▶ [Activity]:
Would you write out the data below exactly, with every line intact?

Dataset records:
###
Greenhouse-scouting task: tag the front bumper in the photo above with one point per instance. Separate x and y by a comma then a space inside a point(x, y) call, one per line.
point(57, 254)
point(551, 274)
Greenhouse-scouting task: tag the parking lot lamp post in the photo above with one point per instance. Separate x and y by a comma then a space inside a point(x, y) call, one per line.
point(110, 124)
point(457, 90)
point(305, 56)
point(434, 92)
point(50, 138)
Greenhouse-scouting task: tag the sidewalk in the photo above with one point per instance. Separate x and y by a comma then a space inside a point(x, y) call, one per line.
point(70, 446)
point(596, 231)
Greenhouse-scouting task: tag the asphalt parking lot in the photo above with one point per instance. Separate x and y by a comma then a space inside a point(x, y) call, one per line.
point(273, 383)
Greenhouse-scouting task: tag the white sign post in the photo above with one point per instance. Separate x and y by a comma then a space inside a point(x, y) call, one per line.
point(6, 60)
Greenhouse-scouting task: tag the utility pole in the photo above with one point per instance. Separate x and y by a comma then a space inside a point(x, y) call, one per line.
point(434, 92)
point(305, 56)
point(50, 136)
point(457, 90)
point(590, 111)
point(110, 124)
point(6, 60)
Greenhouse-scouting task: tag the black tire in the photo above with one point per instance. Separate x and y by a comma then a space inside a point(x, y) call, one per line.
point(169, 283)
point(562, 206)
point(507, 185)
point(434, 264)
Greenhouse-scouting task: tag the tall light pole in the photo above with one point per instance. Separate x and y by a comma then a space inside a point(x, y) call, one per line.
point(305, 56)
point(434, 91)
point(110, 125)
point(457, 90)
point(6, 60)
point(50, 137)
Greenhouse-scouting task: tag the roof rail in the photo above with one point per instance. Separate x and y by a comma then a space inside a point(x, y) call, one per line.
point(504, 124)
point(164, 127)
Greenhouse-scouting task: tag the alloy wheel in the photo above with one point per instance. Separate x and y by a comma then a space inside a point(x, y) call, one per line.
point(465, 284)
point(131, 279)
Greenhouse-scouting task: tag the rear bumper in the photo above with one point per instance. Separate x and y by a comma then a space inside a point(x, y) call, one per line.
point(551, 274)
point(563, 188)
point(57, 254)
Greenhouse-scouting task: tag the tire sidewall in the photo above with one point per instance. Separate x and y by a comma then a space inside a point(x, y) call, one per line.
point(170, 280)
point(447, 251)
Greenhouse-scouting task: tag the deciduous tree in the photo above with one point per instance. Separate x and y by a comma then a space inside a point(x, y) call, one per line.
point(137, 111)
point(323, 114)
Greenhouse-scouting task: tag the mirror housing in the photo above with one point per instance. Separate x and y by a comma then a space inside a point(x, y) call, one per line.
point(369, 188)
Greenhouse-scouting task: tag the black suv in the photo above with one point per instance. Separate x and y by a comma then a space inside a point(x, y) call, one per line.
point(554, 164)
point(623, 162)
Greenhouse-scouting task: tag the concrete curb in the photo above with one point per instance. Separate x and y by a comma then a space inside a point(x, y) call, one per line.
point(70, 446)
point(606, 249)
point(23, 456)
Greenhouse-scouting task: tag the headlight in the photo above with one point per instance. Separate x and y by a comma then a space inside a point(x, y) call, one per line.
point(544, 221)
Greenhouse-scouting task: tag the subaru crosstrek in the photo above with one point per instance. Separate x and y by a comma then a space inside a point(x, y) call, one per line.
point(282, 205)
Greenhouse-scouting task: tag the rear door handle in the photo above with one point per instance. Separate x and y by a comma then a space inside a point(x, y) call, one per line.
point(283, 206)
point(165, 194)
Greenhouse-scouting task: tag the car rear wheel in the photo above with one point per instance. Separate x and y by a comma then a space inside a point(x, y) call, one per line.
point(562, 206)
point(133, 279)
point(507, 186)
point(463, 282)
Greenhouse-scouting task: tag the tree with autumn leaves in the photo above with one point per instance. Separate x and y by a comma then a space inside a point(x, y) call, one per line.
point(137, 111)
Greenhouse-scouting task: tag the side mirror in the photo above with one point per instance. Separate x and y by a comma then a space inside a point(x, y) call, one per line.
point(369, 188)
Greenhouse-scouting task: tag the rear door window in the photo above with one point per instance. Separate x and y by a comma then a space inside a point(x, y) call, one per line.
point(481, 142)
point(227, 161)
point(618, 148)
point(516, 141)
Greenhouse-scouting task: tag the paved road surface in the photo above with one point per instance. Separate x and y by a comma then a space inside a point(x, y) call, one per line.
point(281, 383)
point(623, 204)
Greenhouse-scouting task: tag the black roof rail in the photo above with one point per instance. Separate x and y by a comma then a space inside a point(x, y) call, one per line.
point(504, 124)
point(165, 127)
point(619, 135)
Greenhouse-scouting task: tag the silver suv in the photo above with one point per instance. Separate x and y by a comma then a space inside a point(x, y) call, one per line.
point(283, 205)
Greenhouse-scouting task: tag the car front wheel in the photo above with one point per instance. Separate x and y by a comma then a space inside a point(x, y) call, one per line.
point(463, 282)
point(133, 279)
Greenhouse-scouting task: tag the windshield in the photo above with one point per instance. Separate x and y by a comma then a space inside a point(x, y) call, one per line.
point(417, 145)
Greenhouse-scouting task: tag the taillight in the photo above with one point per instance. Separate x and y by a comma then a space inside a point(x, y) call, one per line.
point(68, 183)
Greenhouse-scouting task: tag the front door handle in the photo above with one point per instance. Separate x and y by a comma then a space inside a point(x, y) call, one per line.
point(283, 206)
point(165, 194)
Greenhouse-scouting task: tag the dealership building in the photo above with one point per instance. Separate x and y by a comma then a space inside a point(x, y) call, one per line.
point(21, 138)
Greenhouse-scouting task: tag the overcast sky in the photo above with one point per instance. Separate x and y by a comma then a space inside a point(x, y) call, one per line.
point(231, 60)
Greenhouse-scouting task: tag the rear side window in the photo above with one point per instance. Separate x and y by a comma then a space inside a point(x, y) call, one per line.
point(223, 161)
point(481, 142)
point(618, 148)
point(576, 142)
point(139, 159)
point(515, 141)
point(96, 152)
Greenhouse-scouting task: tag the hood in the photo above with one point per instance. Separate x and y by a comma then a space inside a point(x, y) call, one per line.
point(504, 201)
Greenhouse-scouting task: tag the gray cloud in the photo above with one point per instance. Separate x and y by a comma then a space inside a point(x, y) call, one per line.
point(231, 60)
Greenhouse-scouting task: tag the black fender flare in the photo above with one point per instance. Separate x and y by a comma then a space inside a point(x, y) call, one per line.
###
▶ [Answer box]:
Greenhouse-scouting task: tag the front bumper in the photo above with one point per instance. Separate x and y by a comma then a space inside a point(x, y) call, one per line.
point(57, 254)
point(551, 274)
Greenhouse-scouting task: tag the parking lot lamp post in the photo above with one point per instance. Separate x and y by a comma then a space inside a point(x, y) call, one per line.
point(110, 124)
point(457, 90)
point(305, 56)
point(434, 92)
point(50, 138)
Greenhouse-scouting task: tag the sidewalk in the photo above with one point per instance. Separate x and y by a comma then a space inside a point(x, y) call, one per line.
point(70, 446)
point(596, 231)
Greenhouse-scouting task: tag the asphalt parking lot in the photo above with one point per instance. Separate x and y by a comma then a space inside a point(x, y) call, one per line.
point(273, 383)
Greenhouse-scouting task: tag the white sign post in the photo above with one point per instance. Separate x and y by a comma then a space inside a point(x, y) call, one per line.
point(6, 60)
Greenhouse-scouting task: tag the utility pole in the photo above with one point per instance. Separate x and y by a comma then a space inside a point(x, y) call, one per line.
point(434, 92)
point(305, 56)
point(50, 136)
point(457, 90)
point(590, 111)
point(110, 124)
point(6, 60)
Greenhouse-scouting task: tag the black tire in the photo above with one point per instance. Separate x and y by a comma then a space inside a point(x, y) call, one per line.
point(169, 283)
point(562, 206)
point(507, 185)
point(434, 264)
Greenhouse-scouting task: tag the tall light pole in the photo above with one point per instance. Separate x and y by a comma then a space inside a point(x, y) call, one per line.
point(305, 56)
point(434, 91)
point(110, 125)
point(457, 90)
point(6, 60)
point(50, 137)
Greenhouse-scouting task: tag the roof rail in the photo above with one point per instance. Separate x and y by a comma then a space inside a point(x, y) call, one per line.
point(504, 124)
point(164, 127)
Greenhouse-scouting task: tag the alloy wheel in the photo above with one point per instance. Separate x and y by a comma then a space inside a point(x, y) call, one per line.
point(465, 284)
point(131, 279)
Greenhouse-scouting task: tag the rear bumper in the photo above with one point per instance. Separate x and y by a comma then a space inside a point(x, y) call, one per line.
point(551, 274)
point(563, 188)
point(57, 254)
Greenhouse-scouting task: tag the tire sidewall in the photo above with one point per instance. Separate x and y by a comma then a space inside a point(x, y) call, one per line.
point(170, 280)
point(447, 251)
Greenhouse-scouting task: tag the deciduous tree in the photo above with one point per instance. Separate x and y by a comma then a space inside a point(x, y) call, one per line.
point(137, 111)
point(323, 114)
Greenhouse-scouting task: tag the mirror housing in the photo above with one point per instance. Separate x and y by a comma then a space inside a point(x, y) call, one per line.
point(369, 188)
Greenhouse-scouting task: tag the black suv in the photo above with one point per instance. Separate x and y by a comma then a space inside a point(x, y) call, one per line.
point(554, 164)
point(623, 162)
Greenhouse-scouting task: tag the concrete curb in the photo above with one point per instance. Separate x and y by a comma then a space inside a point(x, y) call, one per line.
point(70, 446)
point(606, 249)
point(23, 456)
Greenhouse-scouting task: tag the headlight in the photo above with one point per instance. Separate x and y by a comma then a space inside a point(x, y) call, one per line.
point(544, 221)
Greenhouse-scouting task: tag the subaru crosstrek in the photo above with one point per instance. Separate x and y by a comma then a space inside a point(x, y) call, one per line.
point(282, 205)
Greenhouse-scouting task: tag the rear door handle in the photo above with one point per instance. Separate x and y by a comma then a space inside a point(x, y) call, one per line.
point(283, 206)
point(165, 194)
Greenhouse-scouting task: tag the car rear wheel in the photo above with one point per instance. Separate x and y by a comma then a space inside a point(x, y) call, one per line.
point(562, 206)
point(133, 279)
point(507, 186)
point(463, 282)
Greenhouse-scouting task: tag the tree with autumn leaves in the photo above with one point per instance. Separate x and y by a comma then a space inside a point(x, y) call, one per line.
point(137, 111)
Greenhouse-scouting task: tag the side mirror in the photo above with one point per instance. Separate x and y by a comma then a space inside a point(x, y) call, one per line.
point(369, 188)
Greenhouse-scouting task: tag the rear door window in the photo above with one point per instance. Separate x and y by a comma then a space inside a point(x, y) call, one per line.
point(481, 142)
point(227, 161)
point(618, 148)
point(516, 141)
Greenhouse-scouting task: tag the paved road surface in the photo above with one point per instance. Separate x and y by a comma then a space inside a point(x, y) call, one per line.
point(281, 383)
point(623, 204)
Greenhouse-scouting task: tag the black roof rail in the photo above with one point per instance. Separate x and y by a comma then a space inside a point(x, y) call, one per line.
point(504, 124)
point(165, 127)
point(619, 135)
Greenhouse-scouting task: tag the silver suv in the photo above with one point per instance. Separate x and y by a comma then a space inside a point(x, y) call, one per line.
point(283, 205)
Greenhouse-scouting task: tag the car front wheel in the photo above with one point per instance. Separate x and y by a comma then a space inside a point(x, y) call, one per line.
point(463, 282)
point(133, 279)
Greenhouse-scouting task: tag the windshield in the photo above with one point per instance. Separate x and y by a comma then a space inside a point(x, y) call, one per line.
point(417, 145)
Greenhouse-scouting task: tag the taillight in the photo above with one point per instance. Separate x and y by a comma then a space inside a point(x, y) call, one per line.
point(68, 183)
Greenhouse-scouting task: tag the front door handle in the photo above with one point per instance. Separate x and y by a comma then a space inside a point(x, y) call, one per line.
point(283, 206)
point(165, 194)
Greenhouse-scouting task: tag the dealership building in the photo above with one point per instance. Separate x and y by a comma then a space inside a point(x, y) call, one per line.
point(21, 138)
Greenhouse-scouting task: tag the overcast sky in the photo above with one point per instance. Separate x and y by a comma then a space inside a point(x, y) call, one per line.
point(231, 60)
Greenhouse-scouting task: tag the rear side window in the photo above with one point per instance. Separate x and y by a comma then a space inside a point(x, y) call, one per line.
point(223, 161)
point(481, 142)
point(618, 148)
point(576, 142)
point(139, 159)
point(515, 141)
point(96, 152)
Greenhouse-scouting task: tag the hood in the photo above with one point per instance. Separate x and y by a comma then a space inside a point(x, y) call, one per line.
point(504, 201)
Greenhouse-scouting task: tag the gray cloud in the photo above with one point per instance. Separate x and y by a comma then a space inside a point(x, y) call, one per line.
point(231, 60)
Greenhouse-scouting task: tag the black fender flare in the photo above with one point per instance. Separate x and y by a comma then a space inside a point(x, y) call, one per line.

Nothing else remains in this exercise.